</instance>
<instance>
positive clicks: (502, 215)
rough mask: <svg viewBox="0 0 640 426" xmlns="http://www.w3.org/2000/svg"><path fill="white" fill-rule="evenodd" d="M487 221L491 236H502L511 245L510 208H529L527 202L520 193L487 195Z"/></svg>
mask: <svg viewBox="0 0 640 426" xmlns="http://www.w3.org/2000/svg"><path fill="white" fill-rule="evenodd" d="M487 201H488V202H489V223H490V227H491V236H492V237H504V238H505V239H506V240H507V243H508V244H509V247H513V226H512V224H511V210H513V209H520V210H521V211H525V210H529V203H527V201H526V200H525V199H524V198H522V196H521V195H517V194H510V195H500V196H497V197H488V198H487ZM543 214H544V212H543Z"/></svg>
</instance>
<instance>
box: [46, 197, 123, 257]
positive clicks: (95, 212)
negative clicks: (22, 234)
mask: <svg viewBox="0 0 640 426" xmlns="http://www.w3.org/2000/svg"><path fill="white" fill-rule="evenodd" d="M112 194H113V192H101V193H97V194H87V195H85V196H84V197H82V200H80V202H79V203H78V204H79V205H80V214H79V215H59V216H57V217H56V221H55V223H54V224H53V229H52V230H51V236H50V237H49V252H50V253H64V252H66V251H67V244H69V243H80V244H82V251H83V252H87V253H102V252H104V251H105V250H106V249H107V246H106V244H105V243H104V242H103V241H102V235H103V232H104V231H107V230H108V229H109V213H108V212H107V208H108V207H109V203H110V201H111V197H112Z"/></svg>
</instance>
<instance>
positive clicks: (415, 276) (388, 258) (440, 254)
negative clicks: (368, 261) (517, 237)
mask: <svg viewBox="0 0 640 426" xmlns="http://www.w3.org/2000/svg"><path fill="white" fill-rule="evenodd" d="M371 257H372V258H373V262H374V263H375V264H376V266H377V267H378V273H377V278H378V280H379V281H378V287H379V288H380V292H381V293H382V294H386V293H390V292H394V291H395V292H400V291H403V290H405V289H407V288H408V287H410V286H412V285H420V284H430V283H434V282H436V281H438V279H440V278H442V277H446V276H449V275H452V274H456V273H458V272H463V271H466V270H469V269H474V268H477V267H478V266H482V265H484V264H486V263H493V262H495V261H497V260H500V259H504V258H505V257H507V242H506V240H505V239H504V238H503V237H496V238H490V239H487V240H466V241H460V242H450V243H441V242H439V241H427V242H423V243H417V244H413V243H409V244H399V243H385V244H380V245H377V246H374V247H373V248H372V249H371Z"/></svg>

━━━━

Update all of the rows above so that every "negative clicks" becomes "excluded points", and leave everything else unchanged.

# WRITTEN SOLUTION:
</instance>
<instance>
positive clicks: (502, 215)
rough mask: <svg viewBox="0 0 640 426" xmlns="http://www.w3.org/2000/svg"><path fill="white" fill-rule="evenodd" d="M487 221L491 236H502L511 245L510 208H529L527 202L520 193L487 195Z"/></svg>
mask: <svg viewBox="0 0 640 426" xmlns="http://www.w3.org/2000/svg"><path fill="white" fill-rule="evenodd" d="M487 201H488V202H489V223H490V227H491V236H492V237H504V238H505V239H506V240H507V243H508V244H509V247H513V226H512V224H511V210H513V209H520V210H521V211H525V210H529V203H527V201H526V200H525V199H524V198H522V196H521V195H517V194H510V195H500V196H497V197H488V198H487ZM543 214H544V212H543Z"/></svg>
</instance>
<instance>
box: [46, 197, 123, 257]
positive clicks: (95, 212)
excluded points: (22, 234)
mask: <svg viewBox="0 0 640 426" xmlns="http://www.w3.org/2000/svg"><path fill="white" fill-rule="evenodd" d="M112 194H113V192H101V193H97V194H87V195H85V196H84V197H82V200H80V202H79V203H78V204H79V205H80V214H79V215H59V216H57V217H56V221H55V223H54V224H53V229H52V230H51V236H50V237H49V252H50V253H64V252H66V251H67V244H69V243H80V244H82V251H83V252H87V253H102V252H104V251H105V250H106V249H107V246H106V244H105V243H104V242H103V241H102V235H103V232H104V231H107V230H108V229H109V213H108V212H107V208H108V207H109V203H110V201H111V197H112Z"/></svg>
</instance>
<instance>
positive clicks: (415, 276) (388, 258) (440, 254)
excluded points: (368, 261) (517, 237)
mask: <svg viewBox="0 0 640 426" xmlns="http://www.w3.org/2000/svg"><path fill="white" fill-rule="evenodd" d="M371 257H372V258H373V262H374V263H375V264H376V266H377V267H378V273H377V278H378V280H379V281H378V287H379V288H380V292H381V293H382V294H386V293H390V292H394V291H395V292H400V291H403V290H405V289H407V288H408V287H410V286H412V285H420V284H430V283H434V282H436V281H438V279H440V278H442V277H446V276H449V275H452V274H456V273H458V272H463V271H466V270H469V269H474V268H477V267H478V266H482V265H484V264H486V263H493V262H495V261H497V260H500V259H504V258H505V257H507V242H506V240H505V239H504V238H503V237H496V238H490V239H487V240H466V241H460V242H450V243H441V242H439V241H427V242H423V243H417V244H413V243H409V244H399V243H385V244H380V245H377V246H374V247H373V248H372V249H371Z"/></svg>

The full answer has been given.